### What you have to do
Return every line in the entries below where the word "wheel" shows up.

※ ※ ※

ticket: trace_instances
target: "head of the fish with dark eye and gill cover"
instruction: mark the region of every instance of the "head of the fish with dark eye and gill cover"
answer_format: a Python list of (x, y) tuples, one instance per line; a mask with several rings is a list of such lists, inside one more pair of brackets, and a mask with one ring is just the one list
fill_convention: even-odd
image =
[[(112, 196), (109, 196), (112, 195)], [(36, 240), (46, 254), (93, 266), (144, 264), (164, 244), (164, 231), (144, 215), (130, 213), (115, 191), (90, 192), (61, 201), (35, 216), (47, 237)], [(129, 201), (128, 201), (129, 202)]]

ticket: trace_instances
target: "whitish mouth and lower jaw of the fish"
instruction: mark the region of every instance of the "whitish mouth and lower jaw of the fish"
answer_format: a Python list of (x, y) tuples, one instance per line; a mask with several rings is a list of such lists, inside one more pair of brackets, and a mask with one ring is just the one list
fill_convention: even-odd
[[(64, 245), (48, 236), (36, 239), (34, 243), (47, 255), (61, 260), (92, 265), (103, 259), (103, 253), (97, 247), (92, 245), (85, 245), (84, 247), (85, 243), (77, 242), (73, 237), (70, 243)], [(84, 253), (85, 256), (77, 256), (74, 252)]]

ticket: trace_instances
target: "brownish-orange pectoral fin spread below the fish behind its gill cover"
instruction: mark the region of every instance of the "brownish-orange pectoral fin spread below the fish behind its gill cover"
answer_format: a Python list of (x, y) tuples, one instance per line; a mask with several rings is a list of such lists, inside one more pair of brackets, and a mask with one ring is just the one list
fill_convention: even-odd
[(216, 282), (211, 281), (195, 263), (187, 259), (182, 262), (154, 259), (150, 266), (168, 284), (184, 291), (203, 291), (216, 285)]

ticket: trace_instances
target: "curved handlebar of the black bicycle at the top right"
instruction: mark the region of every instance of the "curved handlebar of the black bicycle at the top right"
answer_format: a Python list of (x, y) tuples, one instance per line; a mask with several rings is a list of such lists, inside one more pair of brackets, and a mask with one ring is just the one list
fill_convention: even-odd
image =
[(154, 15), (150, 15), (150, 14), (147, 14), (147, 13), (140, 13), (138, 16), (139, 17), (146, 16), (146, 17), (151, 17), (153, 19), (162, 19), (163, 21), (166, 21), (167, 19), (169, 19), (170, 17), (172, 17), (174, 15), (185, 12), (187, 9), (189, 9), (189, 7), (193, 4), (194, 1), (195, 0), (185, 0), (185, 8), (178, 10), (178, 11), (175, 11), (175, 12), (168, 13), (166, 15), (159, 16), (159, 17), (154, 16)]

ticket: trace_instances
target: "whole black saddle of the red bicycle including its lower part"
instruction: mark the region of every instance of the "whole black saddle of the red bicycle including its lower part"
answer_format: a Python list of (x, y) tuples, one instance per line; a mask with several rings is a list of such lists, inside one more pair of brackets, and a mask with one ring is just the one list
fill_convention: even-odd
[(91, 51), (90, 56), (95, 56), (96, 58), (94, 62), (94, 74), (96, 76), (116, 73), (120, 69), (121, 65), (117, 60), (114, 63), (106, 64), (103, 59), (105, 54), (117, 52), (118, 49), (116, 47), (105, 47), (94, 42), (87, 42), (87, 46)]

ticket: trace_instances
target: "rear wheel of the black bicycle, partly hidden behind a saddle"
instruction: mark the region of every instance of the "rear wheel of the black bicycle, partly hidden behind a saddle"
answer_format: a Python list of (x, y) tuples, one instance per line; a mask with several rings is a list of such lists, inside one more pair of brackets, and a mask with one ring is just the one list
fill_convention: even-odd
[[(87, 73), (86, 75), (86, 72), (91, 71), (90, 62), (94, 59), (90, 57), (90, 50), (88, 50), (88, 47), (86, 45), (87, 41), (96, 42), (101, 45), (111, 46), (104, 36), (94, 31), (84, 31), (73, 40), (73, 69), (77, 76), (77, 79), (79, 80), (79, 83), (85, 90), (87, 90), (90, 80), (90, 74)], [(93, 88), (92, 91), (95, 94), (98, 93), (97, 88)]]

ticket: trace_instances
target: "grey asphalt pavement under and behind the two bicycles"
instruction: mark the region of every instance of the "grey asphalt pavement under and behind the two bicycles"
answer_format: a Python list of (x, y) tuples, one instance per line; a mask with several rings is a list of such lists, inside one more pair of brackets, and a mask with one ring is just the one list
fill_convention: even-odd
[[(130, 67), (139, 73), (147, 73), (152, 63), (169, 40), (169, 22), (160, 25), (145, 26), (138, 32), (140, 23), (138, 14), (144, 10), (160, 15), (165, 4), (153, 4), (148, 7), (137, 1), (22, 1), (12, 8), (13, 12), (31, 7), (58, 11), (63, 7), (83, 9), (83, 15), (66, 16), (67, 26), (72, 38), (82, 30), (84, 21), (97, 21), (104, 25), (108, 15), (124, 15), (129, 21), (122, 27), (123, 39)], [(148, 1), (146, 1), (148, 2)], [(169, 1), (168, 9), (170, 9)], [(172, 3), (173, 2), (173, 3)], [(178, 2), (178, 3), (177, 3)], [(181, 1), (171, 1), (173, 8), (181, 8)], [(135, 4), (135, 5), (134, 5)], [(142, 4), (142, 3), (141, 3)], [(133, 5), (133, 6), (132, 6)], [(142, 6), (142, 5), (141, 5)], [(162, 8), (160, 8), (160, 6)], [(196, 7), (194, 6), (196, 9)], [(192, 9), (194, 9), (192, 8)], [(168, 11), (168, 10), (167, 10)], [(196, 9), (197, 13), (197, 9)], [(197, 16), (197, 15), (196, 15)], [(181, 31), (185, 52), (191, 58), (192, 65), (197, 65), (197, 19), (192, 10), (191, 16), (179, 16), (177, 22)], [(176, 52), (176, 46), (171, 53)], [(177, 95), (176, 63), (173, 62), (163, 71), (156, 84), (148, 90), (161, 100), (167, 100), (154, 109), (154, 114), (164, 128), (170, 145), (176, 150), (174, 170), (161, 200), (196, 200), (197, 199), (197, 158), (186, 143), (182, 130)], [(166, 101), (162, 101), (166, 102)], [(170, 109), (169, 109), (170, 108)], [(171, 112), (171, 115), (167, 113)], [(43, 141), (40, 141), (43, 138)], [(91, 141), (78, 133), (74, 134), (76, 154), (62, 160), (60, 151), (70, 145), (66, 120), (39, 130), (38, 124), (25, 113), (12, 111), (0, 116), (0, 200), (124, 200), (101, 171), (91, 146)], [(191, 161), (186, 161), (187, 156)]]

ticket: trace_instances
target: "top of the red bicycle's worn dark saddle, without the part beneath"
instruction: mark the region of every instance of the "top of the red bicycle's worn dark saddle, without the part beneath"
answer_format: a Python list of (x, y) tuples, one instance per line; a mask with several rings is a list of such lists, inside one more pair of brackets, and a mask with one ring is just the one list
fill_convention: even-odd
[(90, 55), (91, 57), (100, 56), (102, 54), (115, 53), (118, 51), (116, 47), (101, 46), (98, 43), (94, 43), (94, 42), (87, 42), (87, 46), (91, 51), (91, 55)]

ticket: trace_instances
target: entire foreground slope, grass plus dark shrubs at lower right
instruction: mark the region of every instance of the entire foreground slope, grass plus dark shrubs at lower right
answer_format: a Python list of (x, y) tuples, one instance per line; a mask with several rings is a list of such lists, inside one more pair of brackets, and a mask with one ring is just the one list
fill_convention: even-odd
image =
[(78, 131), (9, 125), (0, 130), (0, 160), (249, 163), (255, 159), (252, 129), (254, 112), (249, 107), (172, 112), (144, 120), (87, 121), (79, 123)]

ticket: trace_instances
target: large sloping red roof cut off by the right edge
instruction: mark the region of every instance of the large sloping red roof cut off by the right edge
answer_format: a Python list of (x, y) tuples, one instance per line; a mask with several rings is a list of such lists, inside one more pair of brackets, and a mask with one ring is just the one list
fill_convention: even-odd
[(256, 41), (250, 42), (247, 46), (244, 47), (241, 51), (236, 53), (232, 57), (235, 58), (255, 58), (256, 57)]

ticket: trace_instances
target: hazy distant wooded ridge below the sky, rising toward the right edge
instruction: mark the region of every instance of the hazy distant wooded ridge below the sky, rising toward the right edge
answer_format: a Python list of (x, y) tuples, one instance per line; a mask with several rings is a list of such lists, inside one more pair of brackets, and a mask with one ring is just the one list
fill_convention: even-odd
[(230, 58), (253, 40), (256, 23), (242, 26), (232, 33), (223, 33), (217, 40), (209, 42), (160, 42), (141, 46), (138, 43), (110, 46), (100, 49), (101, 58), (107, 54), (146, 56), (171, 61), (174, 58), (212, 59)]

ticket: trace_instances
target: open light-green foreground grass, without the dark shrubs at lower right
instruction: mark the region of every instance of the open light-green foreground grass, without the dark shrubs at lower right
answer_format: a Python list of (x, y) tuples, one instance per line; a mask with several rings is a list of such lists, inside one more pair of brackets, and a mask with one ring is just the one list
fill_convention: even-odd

※ ※ ※

### Exercise result
target: "rear wheel of the black bicycle, partly hidden behind a saddle"
instruction: mark the region of every instance of the "rear wheel of the black bicycle, partly hidden behind a saddle"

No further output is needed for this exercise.